• Dataset records
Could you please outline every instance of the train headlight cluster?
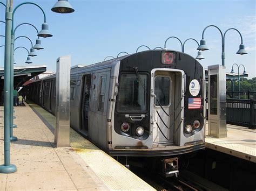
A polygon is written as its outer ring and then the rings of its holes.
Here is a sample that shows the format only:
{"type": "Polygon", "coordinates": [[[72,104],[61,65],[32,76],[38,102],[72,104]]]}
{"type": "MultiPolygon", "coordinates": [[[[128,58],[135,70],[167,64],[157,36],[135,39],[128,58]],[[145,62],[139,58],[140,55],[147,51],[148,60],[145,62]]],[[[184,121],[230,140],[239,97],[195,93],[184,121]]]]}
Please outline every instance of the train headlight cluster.
{"type": "Polygon", "coordinates": [[[128,123],[124,123],[121,125],[121,130],[123,132],[127,132],[130,130],[130,124],[128,123]]]}
{"type": "Polygon", "coordinates": [[[190,125],[187,125],[185,128],[185,130],[187,133],[190,133],[192,132],[192,126],[190,125]]]}
{"type": "Polygon", "coordinates": [[[142,136],[144,133],[144,129],[139,126],[136,129],[136,135],[138,136],[142,136]]]}

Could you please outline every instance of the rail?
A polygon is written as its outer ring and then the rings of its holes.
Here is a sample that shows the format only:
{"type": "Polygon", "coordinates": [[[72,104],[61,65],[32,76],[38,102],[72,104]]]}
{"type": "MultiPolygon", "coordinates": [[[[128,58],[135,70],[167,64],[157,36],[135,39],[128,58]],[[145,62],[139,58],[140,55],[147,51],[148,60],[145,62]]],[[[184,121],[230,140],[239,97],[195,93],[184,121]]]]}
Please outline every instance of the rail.
{"type": "Polygon", "coordinates": [[[227,98],[227,123],[256,129],[256,100],[227,98]]]}

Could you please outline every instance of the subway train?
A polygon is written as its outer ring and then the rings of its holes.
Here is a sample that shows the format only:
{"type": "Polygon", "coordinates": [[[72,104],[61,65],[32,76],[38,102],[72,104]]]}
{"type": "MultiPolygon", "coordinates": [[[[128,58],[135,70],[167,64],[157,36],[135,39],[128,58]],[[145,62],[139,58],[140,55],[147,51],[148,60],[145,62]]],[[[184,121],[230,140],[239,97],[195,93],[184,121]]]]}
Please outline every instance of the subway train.
{"type": "MultiPolygon", "coordinates": [[[[167,49],[77,65],[70,126],[113,157],[157,159],[166,176],[177,174],[178,159],[205,148],[204,74],[191,56],[167,49]]],[[[55,74],[24,89],[55,115],[55,74]]]]}

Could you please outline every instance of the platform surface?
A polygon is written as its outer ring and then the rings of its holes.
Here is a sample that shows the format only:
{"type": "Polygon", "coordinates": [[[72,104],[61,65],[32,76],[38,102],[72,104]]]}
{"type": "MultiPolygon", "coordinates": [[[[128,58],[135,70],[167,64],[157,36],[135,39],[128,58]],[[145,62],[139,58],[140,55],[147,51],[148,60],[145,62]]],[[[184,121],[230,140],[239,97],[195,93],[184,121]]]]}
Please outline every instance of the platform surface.
{"type": "Polygon", "coordinates": [[[206,124],[205,146],[256,162],[256,130],[227,124],[227,137],[216,138],[208,135],[206,124]]]}
{"type": "MultiPolygon", "coordinates": [[[[0,107],[0,116],[3,110],[0,107]]],[[[56,148],[51,125],[55,117],[38,105],[26,104],[15,110],[18,128],[14,135],[18,140],[11,144],[11,163],[18,170],[0,174],[0,190],[154,190],[71,129],[71,147],[56,148]]],[[[1,165],[4,164],[3,127],[1,117],[1,165]]]]}

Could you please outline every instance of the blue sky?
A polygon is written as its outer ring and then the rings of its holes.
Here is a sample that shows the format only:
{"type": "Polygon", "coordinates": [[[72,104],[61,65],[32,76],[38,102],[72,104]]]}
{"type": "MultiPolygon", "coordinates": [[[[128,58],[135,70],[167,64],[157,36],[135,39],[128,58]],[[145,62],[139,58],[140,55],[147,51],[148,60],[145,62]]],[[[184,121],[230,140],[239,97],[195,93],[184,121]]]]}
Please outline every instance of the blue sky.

• Task requirements
Print the lines starting at "Could you please outline every instance of the subway" and ending at "Please outline every instance of the subway train.", reproducing them verbatim with both of those lines included.

• Answer to this task
Could you please outline every instance of the subway train?
A polygon is written as its outer ring and then the rings of its holes.
Here is a sample that shows the format only:
{"type": "Polygon", "coordinates": [[[72,104],[61,65],[32,76],[38,102],[72,104]]]}
{"type": "MultiPolygon", "coordinates": [[[[128,58],[135,70],[167,64],[157,36],[135,39],[128,58]],[[145,62],[139,58],[140,55],[147,51],[148,60],[145,62]]],[[[184,121],[230,140],[239,97],[195,93],[184,121]]]]}
Please outline every instance of the subway train.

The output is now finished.